Given problem
Please count the lines below that contain the word "background" and reply with only that number.

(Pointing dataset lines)
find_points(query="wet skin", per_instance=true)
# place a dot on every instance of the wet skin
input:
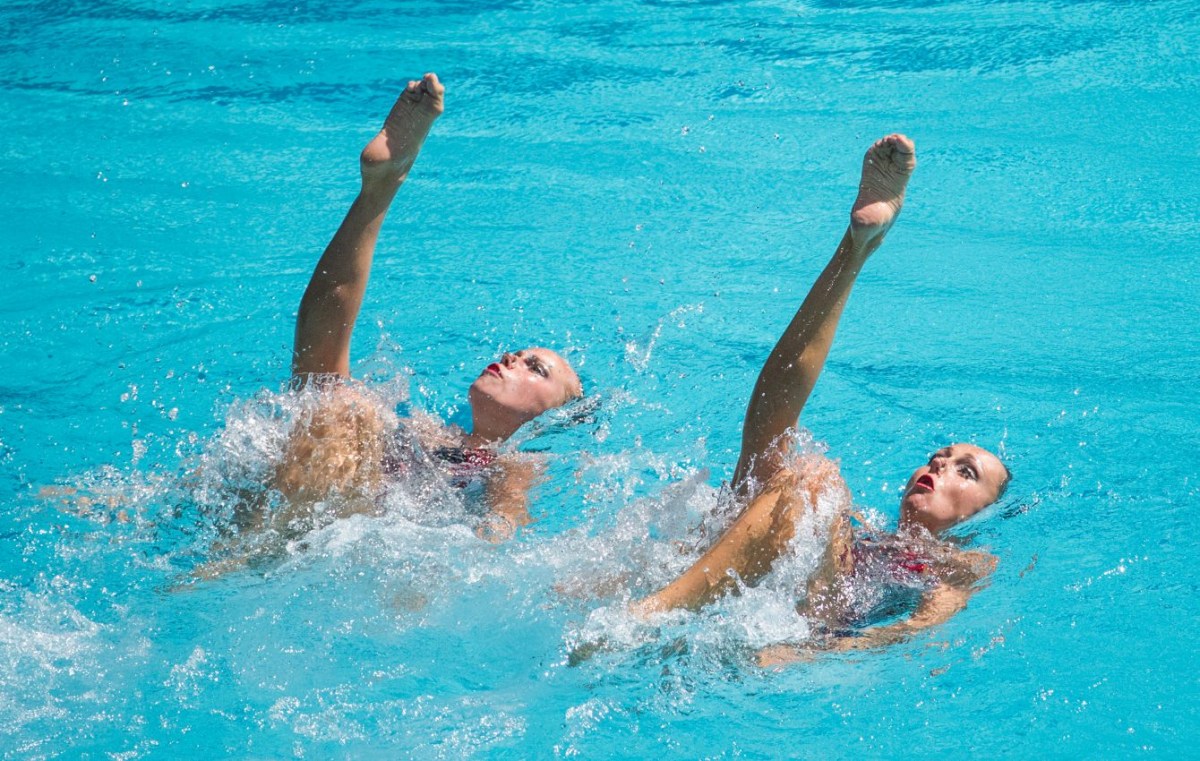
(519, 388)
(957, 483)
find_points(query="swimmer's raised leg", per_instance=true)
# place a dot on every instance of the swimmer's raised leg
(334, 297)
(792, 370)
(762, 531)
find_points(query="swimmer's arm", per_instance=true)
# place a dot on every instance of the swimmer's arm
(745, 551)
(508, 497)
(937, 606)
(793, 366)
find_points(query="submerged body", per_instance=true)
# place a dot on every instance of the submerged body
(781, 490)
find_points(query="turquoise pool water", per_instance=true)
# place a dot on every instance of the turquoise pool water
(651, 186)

...

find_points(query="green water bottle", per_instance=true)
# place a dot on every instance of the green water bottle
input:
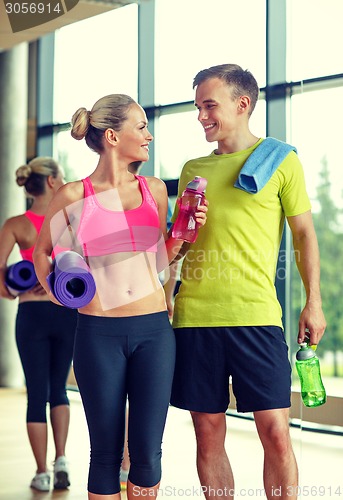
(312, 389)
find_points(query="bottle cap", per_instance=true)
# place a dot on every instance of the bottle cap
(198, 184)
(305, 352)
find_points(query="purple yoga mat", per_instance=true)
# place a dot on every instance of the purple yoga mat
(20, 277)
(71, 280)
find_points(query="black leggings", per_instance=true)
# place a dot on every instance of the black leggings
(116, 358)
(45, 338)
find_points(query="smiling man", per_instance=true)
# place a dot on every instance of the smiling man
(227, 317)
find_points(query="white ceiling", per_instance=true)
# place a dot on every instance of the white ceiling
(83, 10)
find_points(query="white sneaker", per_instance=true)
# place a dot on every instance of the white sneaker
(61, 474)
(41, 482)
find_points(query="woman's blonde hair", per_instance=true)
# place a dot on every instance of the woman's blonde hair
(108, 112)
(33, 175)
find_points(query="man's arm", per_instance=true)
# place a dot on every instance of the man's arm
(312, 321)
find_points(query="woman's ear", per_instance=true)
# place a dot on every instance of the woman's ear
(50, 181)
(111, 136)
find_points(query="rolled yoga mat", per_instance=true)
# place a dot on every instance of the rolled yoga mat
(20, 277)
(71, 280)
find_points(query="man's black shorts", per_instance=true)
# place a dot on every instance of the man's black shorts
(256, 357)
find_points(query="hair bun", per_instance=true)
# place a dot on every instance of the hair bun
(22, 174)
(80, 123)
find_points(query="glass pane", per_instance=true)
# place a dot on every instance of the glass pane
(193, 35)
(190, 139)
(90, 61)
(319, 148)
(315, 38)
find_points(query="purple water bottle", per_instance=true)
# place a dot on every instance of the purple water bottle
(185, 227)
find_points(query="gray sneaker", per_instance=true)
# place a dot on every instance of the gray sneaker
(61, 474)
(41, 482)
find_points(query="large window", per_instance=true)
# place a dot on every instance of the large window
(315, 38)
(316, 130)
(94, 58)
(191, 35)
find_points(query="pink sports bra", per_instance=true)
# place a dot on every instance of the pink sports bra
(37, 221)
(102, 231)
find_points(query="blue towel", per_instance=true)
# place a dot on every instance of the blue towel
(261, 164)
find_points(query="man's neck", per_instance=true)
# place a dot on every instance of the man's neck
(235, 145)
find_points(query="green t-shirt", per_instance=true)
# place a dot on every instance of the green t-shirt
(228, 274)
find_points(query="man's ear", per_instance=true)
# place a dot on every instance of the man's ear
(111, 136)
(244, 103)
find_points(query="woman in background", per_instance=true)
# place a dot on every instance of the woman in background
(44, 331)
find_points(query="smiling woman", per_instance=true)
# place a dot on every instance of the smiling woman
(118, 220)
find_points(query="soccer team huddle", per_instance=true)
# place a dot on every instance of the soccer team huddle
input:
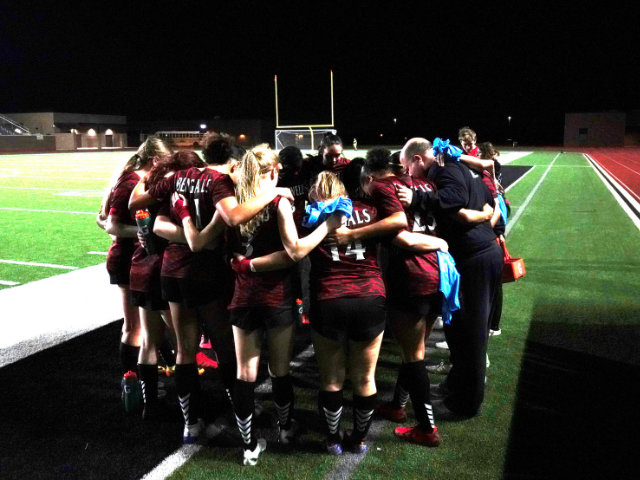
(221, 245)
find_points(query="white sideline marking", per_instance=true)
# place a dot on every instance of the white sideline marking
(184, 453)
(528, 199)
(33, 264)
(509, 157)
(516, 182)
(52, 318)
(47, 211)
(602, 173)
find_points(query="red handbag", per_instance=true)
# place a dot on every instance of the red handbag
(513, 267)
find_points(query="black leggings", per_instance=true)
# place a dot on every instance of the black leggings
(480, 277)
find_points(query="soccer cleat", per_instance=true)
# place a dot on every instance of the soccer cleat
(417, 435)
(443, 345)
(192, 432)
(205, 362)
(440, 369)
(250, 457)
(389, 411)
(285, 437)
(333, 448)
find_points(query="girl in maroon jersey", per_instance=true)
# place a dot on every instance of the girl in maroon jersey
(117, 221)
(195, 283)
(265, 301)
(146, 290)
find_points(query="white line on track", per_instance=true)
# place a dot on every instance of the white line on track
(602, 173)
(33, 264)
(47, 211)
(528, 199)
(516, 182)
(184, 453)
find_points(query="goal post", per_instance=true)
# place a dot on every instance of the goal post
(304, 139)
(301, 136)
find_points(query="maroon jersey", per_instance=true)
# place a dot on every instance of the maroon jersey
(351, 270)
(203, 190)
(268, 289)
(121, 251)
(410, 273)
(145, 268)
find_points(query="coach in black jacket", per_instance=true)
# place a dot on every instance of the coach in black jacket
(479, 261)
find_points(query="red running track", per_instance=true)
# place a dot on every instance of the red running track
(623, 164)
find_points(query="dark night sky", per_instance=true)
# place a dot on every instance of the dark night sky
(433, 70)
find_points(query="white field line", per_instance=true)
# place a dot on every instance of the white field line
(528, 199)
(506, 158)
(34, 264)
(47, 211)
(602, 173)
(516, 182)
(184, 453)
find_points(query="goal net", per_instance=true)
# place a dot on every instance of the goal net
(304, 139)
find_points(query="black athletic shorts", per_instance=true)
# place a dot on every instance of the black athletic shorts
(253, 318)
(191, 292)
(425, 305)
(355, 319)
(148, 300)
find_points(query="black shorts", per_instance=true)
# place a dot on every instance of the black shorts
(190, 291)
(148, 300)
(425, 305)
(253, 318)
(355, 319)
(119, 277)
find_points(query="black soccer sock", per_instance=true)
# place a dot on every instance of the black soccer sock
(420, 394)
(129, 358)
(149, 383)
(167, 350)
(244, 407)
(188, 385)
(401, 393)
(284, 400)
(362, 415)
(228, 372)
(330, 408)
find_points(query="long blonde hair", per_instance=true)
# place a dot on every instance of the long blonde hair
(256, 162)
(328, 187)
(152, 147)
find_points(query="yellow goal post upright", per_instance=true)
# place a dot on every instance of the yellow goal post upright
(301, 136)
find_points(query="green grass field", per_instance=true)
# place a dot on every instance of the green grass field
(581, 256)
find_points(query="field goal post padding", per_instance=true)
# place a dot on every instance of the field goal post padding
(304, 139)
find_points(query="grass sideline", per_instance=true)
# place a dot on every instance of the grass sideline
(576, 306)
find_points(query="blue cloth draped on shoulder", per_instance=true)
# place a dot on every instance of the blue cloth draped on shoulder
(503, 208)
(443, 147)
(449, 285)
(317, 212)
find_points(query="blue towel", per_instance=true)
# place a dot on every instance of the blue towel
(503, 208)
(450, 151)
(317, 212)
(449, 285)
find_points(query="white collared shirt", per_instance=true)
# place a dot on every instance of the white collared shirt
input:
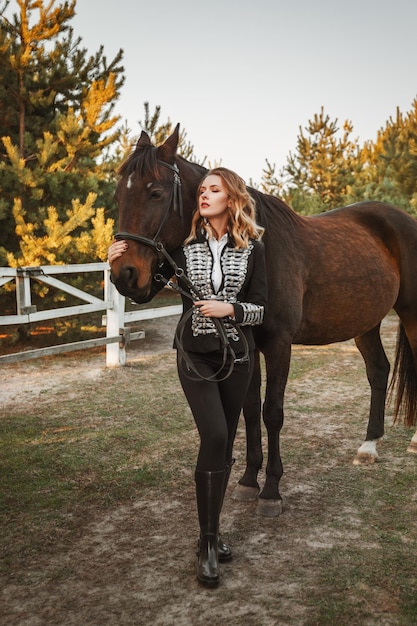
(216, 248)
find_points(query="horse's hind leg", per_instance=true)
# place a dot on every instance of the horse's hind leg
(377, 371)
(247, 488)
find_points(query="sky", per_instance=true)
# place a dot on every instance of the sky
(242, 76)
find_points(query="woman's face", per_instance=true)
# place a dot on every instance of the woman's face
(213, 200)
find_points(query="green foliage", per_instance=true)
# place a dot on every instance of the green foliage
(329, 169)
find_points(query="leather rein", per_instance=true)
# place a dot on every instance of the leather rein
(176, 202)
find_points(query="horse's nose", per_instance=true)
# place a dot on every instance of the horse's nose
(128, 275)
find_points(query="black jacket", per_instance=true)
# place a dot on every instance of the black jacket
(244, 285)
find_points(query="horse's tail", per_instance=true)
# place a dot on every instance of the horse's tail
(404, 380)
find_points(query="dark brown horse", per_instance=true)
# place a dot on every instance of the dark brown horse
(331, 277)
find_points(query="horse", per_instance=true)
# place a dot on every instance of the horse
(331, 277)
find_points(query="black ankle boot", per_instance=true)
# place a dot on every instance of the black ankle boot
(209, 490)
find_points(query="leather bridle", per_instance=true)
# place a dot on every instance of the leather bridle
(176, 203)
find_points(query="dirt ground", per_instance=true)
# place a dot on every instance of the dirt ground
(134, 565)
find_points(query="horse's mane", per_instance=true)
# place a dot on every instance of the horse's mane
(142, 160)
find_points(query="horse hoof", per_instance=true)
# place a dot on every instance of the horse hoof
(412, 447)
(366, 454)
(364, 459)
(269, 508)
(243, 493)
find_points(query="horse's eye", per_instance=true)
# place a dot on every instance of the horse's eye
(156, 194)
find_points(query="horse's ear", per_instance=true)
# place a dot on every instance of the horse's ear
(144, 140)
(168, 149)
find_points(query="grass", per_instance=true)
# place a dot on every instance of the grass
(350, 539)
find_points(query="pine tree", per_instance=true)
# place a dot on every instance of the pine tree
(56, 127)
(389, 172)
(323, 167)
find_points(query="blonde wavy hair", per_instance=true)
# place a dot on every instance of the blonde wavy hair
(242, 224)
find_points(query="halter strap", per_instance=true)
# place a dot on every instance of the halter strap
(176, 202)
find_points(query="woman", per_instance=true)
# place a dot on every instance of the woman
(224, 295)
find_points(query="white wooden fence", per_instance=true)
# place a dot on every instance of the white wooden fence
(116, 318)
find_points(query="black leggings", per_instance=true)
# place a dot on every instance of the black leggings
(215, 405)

--

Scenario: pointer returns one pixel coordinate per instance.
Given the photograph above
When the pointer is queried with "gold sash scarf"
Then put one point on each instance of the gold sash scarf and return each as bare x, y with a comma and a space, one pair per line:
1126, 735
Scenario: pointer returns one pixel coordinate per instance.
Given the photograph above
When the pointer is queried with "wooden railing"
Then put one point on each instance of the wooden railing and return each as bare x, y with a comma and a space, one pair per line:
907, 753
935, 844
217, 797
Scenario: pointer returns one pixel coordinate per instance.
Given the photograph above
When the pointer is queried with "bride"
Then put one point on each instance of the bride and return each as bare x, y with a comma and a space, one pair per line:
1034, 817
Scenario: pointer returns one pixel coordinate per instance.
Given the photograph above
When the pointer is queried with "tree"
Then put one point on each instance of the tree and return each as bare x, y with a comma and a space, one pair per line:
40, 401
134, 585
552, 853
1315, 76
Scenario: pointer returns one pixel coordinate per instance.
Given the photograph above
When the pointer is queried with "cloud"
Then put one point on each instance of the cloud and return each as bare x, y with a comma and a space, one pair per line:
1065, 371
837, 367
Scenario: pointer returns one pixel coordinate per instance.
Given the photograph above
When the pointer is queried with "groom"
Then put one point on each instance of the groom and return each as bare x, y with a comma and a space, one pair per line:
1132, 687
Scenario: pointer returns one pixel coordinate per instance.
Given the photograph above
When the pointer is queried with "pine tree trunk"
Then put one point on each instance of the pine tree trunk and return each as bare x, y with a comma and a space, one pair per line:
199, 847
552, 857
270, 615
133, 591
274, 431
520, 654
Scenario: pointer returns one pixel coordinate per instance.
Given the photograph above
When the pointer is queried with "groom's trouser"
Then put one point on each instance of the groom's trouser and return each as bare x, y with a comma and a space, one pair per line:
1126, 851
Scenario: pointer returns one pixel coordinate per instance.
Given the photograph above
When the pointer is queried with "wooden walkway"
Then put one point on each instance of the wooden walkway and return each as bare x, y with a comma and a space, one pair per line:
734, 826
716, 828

Task response
2